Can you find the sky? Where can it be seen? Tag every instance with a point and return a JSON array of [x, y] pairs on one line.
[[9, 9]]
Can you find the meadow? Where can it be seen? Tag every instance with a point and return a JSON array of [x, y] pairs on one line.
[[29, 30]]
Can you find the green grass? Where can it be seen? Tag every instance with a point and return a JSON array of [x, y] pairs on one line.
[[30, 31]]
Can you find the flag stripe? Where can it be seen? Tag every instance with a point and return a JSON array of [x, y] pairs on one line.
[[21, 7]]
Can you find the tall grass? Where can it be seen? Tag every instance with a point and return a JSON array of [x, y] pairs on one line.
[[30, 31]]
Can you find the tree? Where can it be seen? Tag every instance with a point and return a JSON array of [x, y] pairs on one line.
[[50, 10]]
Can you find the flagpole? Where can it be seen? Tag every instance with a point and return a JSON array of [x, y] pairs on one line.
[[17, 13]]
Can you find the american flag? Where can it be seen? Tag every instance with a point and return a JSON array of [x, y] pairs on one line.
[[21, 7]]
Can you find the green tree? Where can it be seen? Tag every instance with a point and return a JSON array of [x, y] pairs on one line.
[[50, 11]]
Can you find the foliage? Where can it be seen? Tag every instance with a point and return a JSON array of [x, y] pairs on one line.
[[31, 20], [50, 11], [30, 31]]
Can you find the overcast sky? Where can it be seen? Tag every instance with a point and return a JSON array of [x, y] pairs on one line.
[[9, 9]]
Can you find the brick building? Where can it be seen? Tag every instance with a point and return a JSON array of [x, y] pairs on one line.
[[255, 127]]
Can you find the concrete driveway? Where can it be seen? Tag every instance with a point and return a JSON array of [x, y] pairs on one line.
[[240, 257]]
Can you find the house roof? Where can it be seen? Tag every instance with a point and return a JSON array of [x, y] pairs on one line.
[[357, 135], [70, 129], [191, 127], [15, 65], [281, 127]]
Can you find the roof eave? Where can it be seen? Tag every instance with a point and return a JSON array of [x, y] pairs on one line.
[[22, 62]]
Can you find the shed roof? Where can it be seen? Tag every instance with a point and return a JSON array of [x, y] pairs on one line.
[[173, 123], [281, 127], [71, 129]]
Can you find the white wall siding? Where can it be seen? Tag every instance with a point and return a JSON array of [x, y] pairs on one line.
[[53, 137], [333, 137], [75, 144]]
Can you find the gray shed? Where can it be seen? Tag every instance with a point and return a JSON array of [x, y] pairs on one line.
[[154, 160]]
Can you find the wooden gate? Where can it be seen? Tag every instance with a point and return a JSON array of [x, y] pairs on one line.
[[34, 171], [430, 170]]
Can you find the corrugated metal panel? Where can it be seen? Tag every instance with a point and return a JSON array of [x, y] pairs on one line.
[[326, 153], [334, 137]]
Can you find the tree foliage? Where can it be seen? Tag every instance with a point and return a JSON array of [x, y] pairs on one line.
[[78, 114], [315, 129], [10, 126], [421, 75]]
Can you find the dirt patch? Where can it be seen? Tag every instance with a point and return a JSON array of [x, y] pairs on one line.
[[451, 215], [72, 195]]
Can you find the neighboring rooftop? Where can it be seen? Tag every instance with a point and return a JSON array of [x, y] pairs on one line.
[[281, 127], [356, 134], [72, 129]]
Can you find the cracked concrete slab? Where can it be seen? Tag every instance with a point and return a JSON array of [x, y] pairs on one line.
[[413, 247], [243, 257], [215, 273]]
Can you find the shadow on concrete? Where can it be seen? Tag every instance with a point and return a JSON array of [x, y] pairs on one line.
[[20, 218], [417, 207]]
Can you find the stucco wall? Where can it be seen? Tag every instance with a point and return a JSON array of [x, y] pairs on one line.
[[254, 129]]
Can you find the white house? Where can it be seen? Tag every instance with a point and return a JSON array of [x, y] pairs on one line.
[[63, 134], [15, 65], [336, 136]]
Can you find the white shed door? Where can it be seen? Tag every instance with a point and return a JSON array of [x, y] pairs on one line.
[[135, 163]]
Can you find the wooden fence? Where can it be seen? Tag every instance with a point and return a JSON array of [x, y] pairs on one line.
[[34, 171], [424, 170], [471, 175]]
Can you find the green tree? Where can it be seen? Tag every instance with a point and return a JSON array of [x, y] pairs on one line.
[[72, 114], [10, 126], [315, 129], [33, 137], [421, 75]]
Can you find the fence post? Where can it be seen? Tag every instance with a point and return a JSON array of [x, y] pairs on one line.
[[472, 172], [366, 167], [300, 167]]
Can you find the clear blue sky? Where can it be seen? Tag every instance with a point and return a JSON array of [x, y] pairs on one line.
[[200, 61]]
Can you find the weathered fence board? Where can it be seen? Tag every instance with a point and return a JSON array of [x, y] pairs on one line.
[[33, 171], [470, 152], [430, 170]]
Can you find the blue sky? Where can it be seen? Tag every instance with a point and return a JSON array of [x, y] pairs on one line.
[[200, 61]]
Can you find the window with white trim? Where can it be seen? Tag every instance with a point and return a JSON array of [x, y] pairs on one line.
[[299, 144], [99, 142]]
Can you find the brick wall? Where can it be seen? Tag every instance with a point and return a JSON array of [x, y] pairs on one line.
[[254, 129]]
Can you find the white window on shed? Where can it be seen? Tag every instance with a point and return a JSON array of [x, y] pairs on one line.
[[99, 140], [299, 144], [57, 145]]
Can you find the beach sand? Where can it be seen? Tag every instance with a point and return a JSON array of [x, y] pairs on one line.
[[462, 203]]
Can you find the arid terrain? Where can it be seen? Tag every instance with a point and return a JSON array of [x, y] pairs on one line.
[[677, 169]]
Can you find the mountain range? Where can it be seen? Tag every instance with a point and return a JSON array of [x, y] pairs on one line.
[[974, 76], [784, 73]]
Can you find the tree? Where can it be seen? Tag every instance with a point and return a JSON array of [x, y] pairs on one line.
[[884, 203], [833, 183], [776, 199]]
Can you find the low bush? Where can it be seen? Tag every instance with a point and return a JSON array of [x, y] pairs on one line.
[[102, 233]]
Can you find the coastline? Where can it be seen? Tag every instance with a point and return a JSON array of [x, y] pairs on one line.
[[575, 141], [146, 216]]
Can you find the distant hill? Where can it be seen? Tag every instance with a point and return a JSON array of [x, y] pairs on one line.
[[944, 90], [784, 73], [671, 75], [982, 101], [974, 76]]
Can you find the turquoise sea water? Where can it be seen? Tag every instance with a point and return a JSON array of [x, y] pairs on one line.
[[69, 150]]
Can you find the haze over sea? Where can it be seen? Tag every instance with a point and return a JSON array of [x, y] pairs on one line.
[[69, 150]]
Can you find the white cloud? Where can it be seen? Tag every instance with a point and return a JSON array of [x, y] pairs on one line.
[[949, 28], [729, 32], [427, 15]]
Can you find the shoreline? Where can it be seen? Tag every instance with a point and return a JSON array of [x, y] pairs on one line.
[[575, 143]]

——

:: STATED GOAL ::
Please update the listing above by replacing "Tag every instance with a point" with "Mark each instance with a point" wherever it occurs, keeping everything else the same.

:: RESPONSE TO THE TASK ::
Can you find the sky? Where can it be seen? Mark each instance with a point and return a JSON array of [x, y] pairs on one line.
[[9, 9]]
Can you find the meadow? Where can it be seen? Mark each instance with a point and return a JSON array of [x, y] pairs on one line.
[[29, 30]]
Can you find the green grass? Where can it be seen? Mark each instance with a point and return a JSON array of [x, y] pairs on one line.
[[30, 31]]
Can you find the flag stripe? Where can it be seen? Mark each instance with a point and return a JSON array of [x, y] pairs on one line.
[[21, 7]]
Can you find the tall grass? Where can it be seen? Mark each instance with a point and return a JSON array of [x, y] pairs on one line.
[[30, 31]]
Can you find the tree? Where can it be seen? Mark each instance with a point and return a JSON array of [x, y] pairs on one line.
[[50, 10]]
Can you find the flagpole? Where can it be seen? Mark each instance with a point and return a JSON array of [x, y] pairs on one line.
[[17, 13]]
Can you find the american flag? Where can it be seen? Mark each instance with a point and return a JSON array of [x, y] pairs on one line.
[[21, 7]]
Can you find the green tree? Where can it be seen? Mark each instance with a point and return a JSON array of [x, y] pairs on one line.
[[50, 11]]
Can you find the foliage? Where can it be seen? Mark each instance with a point and return a JSON array of [x, y] pairs on one line.
[[31, 20], [50, 11], [30, 31]]
Can you find the overcast sky? Where can it be seen? Mark each instance with a point and return a JSON array of [x, y] pairs on one line.
[[9, 9]]
Can you find the brick building? Where can it be seen? Mark each instance with a point and return a JSON array of [x, y] pairs on one line.
[[255, 127]]
Can you find the concrete driveway? Where can it be seen? Mark each instance with a point and return a JSON array of [x, y] pairs on one line.
[[240, 257]]
Can you find the house roof? Where can it be seen? Mark each instance with a point and return a JSON array of [x, y] pairs on one line.
[[357, 135], [70, 129], [191, 127], [15, 65], [281, 127]]
Can you find the roof eave? Where can it be seen? Mark each instance with a point and return a JSON array of [x, y] pairs on one line.
[[22, 62]]
Can you find the shed roof? Where can it be seen? Mark each instance with a point and return a JSON array of [x, y] pairs on one line.
[[173, 123], [281, 127], [71, 129]]
Can you find the white wall siding? Where can it be seen? Mark each instance with a point and return a JSON array of [x, y] pairs on one line.
[[53, 137], [333, 137], [75, 144]]
Can you find the gray shed? Where can it be seen? Mark each instance with a point and return a JSON array of [x, y] pairs on one line.
[[154, 160]]
Can you find the wooden gate? Where can it be seen? Mark each instance with a point and return a JSON array of [x, y] pairs on one line.
[[34, 171], [430, 170]]
Can you find the corrugated metal panel? Where can it be seen? Mark each instance with a point and return a JSON array of [x, y] pairs on one line.
[[326, 153], [334, 137]]
Can you find the tree foliage? Where can it be seen? Mark each instance with a point and return a JSON array of [x, y] pairs on one line.
[[78, 114], [315, 129], [10, 126], [421, 75]]
Can you find the dirt patch? Where can it be seen? Mark each instance with a point and return a JSON array of [x, y] pairs on one line.
[[451, 215], [72, 195]]
Can you find the neighboring rooftop? Where can it be seen? Mark each instance with a point and return a JSON array of [x, y] pairs on one line.
[[281, 127], [356, 134], [72, 129]]
Can you find the cracked concrete slab? Where can it be seen? Mark each instance with a point and return a JSON array of [x, y] pairs on one line.
[[413, 247], [243, 257], [215, 273]]
Can you find the shadow on concrete? Where can it be seen? Mark each instance with a point and return a JSON array of [x, y] pairs on one line.
[[20, 218], [417, 207]]
Can you find the stucco wall? Where can it be seen? Mark each instance with a point and return a JSON array of [x, y] pairs on one line.
[[254, 129]]
Can you find the white house? Where can it be seen? Mark each instance with a point and return a JSON array of [x, y] pairs on one line.
[[63, 134], [15, 65], [336, 136]]
Can you find the white shed door? Where can it be seen? Mark each instance with a point and return a JSON array of [x, y] pairs on one line.
[[135, 163]]
Can you find the wooden fence? Where can it be seen? Mark each instance with a point and return a JSON array of [x, y] pairs on one line.
[[34, 171], [424, 170], [471, 175]]
Can you find the green tree? Where can it be seen? Mark each instance with a point and return a JSON array of [x, y] pairs on one line.
[[72, 114], [10, 126], [315, 129], [33, 137], [421, 75]]
Can you find the fence post? Where can it be seen? Mark each instance with a point and return a JSON array of [x, y] pairs on one line.
[[472, 172], [366, 167], [300, 167]]
Can you find the clear blue sky? Where can it be seen? Mark each instance with a point and return a JSON array of [x, y] pairs on one line.
[[200, 61]]
Can you find the weathered fence board? Where can it be seen? Mark each instance with a point and return a JSON array of [x, y] pairs on one line.
[[33, 171], [470, 152], [430, 170]]
Can you find the blue sky? Where can it be seen? Mark each instance with a point and return a JSON array of [x, y] pairs on one line.
[[200, 61]]
Can you find the window with white trim? Where can it be seen? Mark each instance with a point and return a JSON array of [x, y] pairs on one line.
[[299, 144], [99, 142]]
Can you find the brick wall? Where can it be seen? Mark each instance with a point and return a JSON array of [x, y] pairs on one line.
[[254, 129]]
Can you find the white window on shed? Where can it be seen? Mark each instance with a point and return a JSON array of [x, y] pairs on one line.
[[99, 140], [299, 144], [57, 145]]
Can you find the beach sand? Where can it be seen? Mark each instance with a point and return a JSON array of [x, y] pairs on one line.
[[462, 203]]
Can you find the arid terrain? Where can it be seen? Mark each instance with a point and return a JSON array of [x, y] pairs on one line.
[[677, 169]]
Can you find the mountain range? Where can it be seen? Mark each instance with a point and return a JSON array of [x, y] pairs on one line.
[[974, 76], [784, 73]]
Can you find the tree? Where can it be seen? Mark each instance with a point and return a JSON array of [x, y] pairs on one line.
[[884, 203], [833, 183], [776, 199]]
Can you find the low bush? Where can it be seen? Mark each instance with a point and return a JSON array of [x, y] pairs on one line.
[[102, 233]]
Can you find the coastline? Where can it be seen? Mark each instance with a point and return a JSON array of [x, y] pairs on one line.
[[575, 141], [146, 216]]
Can you find the distant hill? Where can it be seen? Mark each instance with a point and return a JSON array of [x, y] pairs on one line.
[[944, 90], [784, 73], [671, 75], [982, 101], [974, 76]]
Can you find the turquoise sea water? Where can it be seen? Mark each instance with a point and return a JSON array of [x, y] pairs on one line.
[[69, 150]]
Can you find the haze over sea? Where can it be seen? Mark each instance with a point and return a JSON array of [x, y] pairs on one line.
[[69, 150]]
Can you find the white cloud? Where can it be seen? Mark each instance with a point and return a JSON array of [x, y] pairs on one line.
[[949, 28], [729, 32], [427, 15]]
Can you find the shoreline? Where can it be seen? Mark each instance with a point and return a JSON array of [x, y] pairs on one line.
[[575, 143]]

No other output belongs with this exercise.